● **GIVEN TEXT**
Google Answers Logo
View Question
 
Q: Off the shelf application to compare 2 text lists ( No Answer,   5 Comments )
Question  
Subject: Off the shelf application to compare 2 text lists
Category: Computers
Asked by: vicsing-ga
List Price: $20.00
Posted: 30 Aug 2003 09:55 PDT
Expires: 29 Sep 2003 09:55 PDT
Question ID: 250512
I am involved in a data migration project at my company and have to
combine/link client records from 5-6 different product systems to one
master system.

As you can imagine there has historically been no uniformity in
"naming convention" of clients across the 5-6 product systems i.e., a
client could be spelt "ABC Limited", or "ABC Ltd." or "ABC" or "The
ABC" across the various systems.

To overcome this we created a "clean" master list of client names and
now want to compare the 5-6 "dirty" lists to this clean list.

We found some bulletin boards where users have solved such similar
problems using "SQL" functions such as "LIKE" or some PHP text
functions. HOwever, rather than recreate the wheel, we were wondering
if there were any opensource or commercial applications out there that
do this?

Here is what the dream application would do: 
The user would input the "clean list" and the "dirty list(s)". The
application would cycle through each entry in the each of the dirty
lists, match it against the clean list and compute a score (i.e., the
higher the score the closer the match). Then for all matches above a
certain "threshold" score (say 90%) it would automaticaly
rename/overwrite the dirty record with the clean one, for the others
it would present the user a dialox box with the closest matches from
the clean list in decending order of the score (i.e., "The closest
matches are "ABC   82%, "Aaa   75%, "A^&%$   65%). The user then would
then just click one of these matches and the application would
overwrite the dirty record with the clean record that the user just
chose. And so on and so forth. The application should ideally also be
customizable (i.e., ability to fine tune the algorithm that computes
the score, or choose the "threshold" score over which the record is
automatically owerwritten etc.)

Anything out there?

Request for Question Clarification by answerguru-ga on 30 Aug 2003 10:17 PDT
Hi there,

I've written several standardization scripts and programs over the
years in various languages - I haven't come across a "general"
standardization program based on a user input file of clean data. If
other researchers cannot find anything for you, I would be interested
in helping you write a script/program to solve this problem. For now
though, we'll see if any other researchers can hunt anything down.

answerguru-ga

Clarification of Question by vicsing-ga on 31 Aug 2003 05:42 PDT
Sigh...I was hoping to avoid writing code. Was hoping someone had
solved this same problem before and I could use a finished product.

I guess I'll wait a few days and see if anyone responds
Answer  
There is no answer at this time.

● **LISTING**
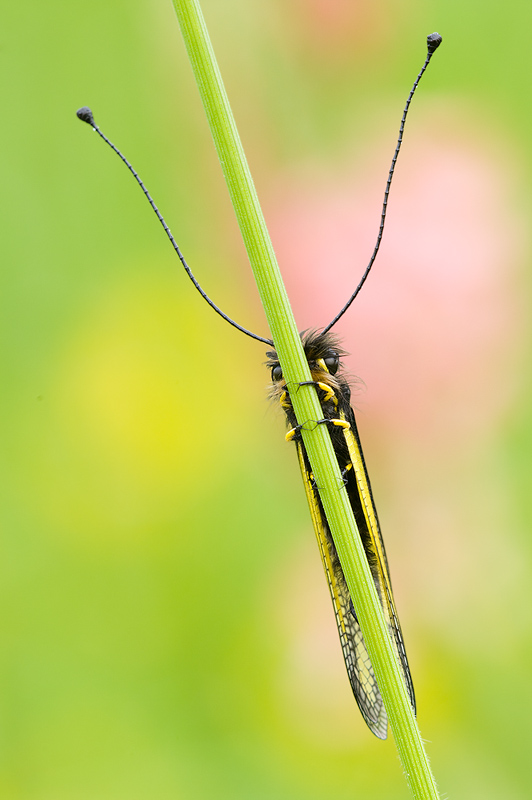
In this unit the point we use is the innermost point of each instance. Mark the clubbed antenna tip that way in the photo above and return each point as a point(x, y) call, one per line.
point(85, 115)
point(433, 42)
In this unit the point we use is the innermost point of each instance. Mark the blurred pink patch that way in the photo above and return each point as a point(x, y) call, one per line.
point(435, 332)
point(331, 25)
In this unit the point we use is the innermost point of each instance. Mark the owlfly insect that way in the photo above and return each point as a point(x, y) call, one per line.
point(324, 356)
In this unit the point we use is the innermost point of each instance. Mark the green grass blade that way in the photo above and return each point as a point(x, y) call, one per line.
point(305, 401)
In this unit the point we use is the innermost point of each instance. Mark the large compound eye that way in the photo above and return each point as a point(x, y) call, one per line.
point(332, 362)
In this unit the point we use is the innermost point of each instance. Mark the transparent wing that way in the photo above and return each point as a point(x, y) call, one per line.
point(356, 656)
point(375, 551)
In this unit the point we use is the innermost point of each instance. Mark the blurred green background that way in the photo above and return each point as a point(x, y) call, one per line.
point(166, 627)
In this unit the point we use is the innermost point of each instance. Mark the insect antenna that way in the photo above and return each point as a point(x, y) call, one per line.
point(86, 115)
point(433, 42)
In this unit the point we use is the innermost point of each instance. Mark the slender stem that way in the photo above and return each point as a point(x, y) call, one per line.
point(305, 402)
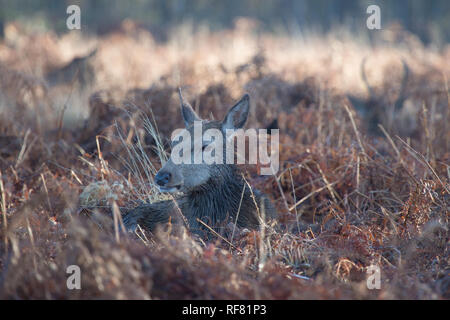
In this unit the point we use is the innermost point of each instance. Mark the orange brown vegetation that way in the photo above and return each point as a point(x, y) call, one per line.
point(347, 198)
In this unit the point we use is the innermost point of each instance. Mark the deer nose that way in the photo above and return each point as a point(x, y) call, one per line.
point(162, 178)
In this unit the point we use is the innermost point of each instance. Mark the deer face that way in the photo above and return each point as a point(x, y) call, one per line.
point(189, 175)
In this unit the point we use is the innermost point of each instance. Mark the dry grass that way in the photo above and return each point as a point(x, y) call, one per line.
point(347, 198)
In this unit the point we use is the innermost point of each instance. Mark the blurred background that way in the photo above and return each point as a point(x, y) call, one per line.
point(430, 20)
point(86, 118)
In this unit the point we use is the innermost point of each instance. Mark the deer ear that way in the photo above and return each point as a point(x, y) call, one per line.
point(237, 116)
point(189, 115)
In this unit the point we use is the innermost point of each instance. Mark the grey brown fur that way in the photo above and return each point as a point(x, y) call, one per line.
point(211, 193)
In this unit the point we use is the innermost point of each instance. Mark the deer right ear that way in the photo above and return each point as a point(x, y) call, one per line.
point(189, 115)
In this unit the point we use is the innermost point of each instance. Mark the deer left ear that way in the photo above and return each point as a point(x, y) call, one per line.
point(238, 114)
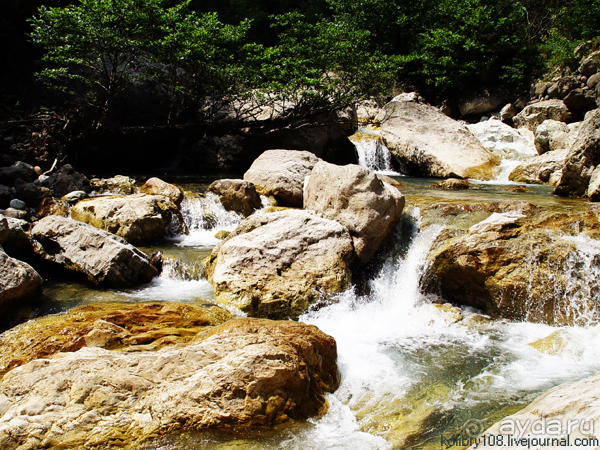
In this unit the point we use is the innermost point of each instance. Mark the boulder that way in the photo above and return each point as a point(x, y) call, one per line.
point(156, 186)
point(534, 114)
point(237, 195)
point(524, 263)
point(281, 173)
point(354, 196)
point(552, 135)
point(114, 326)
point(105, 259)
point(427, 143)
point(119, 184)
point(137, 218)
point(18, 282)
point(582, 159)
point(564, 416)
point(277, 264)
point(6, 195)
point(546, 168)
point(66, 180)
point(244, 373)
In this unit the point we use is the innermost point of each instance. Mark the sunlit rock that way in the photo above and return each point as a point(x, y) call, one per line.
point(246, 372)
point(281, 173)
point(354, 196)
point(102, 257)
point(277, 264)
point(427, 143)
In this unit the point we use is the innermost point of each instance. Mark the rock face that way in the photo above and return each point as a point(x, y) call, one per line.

● **TASK 1**
In the Google Answers thread about matching client names:
(a) What threshold score does the asker give as an example for automatic overwriting?
(b) Which SQL function is mentioned as having been used on bulletin boards?
(c) What is the list price of the question?
● **TASK 2**
Can you carry the Google Answers thread on matching dirty client names to a clean list forward from where it stops?

● **WRITTEN ANSWER 1**
(a) 90%
(b) "LIKE"
(c) $20.00

● **WRITTEN ANSWER 2**
Comments  
Subject: Re: Off the shelf application to compare 2 text lists
From: answerforce-ga on 02 Sep 2003 09:15 PDT
 
I found this program on the internet: examdiff.exe (For windows).  It
does some or most of the things you've requested.  Like you wanted, it
has saved me countless hours.
You can find it at this site:
http://www.prestosoft.com/ps.asp?page=edp_examdiff

I hope it serves you as it has served me.  Good Luck

Raymond
Subject: Re: Off the shelf application to compare 2 text lists
From: jgraves-ga on 03 Sep 2003 06:27 PDT
 
Look for MaxDup on http://www.anchorcomputersoftware.com/.

Pricing is not listed on the website.

I wanted to become an official researcher before I posted this answer
(to get the $$$) but they are not accepting new applicants.  But I
thought it was more important to answer you than play their political
games.  I'm not sure why someone needs to be 'official' to answer the
question.

Jay
Subject: Re: Off the shelf application to compare 2 text lists
From: yosarian-ga on 04 Sep 2003 03:23 PDT
 
Hi vicsing-ga.
If I understand you correctly, you are looking for a record linkage
program. 
Here's one such program:
http://www.linkagewiz.com/
Here is a list of several others:
http://datamining.anu.edu.au/projects/linkage.html#record_linkage_software
I have no experience with any of the above programs, but they look as a step
in the right direction. (They may be an overkill as you mention 
only one field to be matched).
My search words in Google were:
"record linkage" software
Good luck,
yosarian-ga
P.S. jgraves-ga,
as you said, nobody has to be 'official' to
answer the question. However, As someone 
who also wishes someday to become an official
GA researcher, here's my 2 cents:
What Google Answers sells is not only the answers,
but the answers with a certain reputation - 
Google Answers staff test their researchers for correctness, promptness,
communication skills; Later they check them according
to user ratings. While anybody with good intentions
may answer a question, I think non-researchers have less
of a 'quality guarantee'. Is this a political game?
I do not think so.
Subject: OT
From: jgraves-ga on 04 Sep 2003 09:21 PDT
 
Hi yosarian-ga;

Thanks for your comments.  I'm going to look into your links (It's a
business need for one of company's I work with.)

As far as the political portion of my answer, I guess I am questioning
why Google Answers exists in such a limited capacity.  Are the
official researchers so omnipotent that they can answer any question. 
Apparently not because all three of the suggestions have come from
non-official users.  Do any of the suggestions so far help the user? 
I don't know because he hasn't replied, but what is the guarantee that
the 'official researcher' comes up with an acceptable answer.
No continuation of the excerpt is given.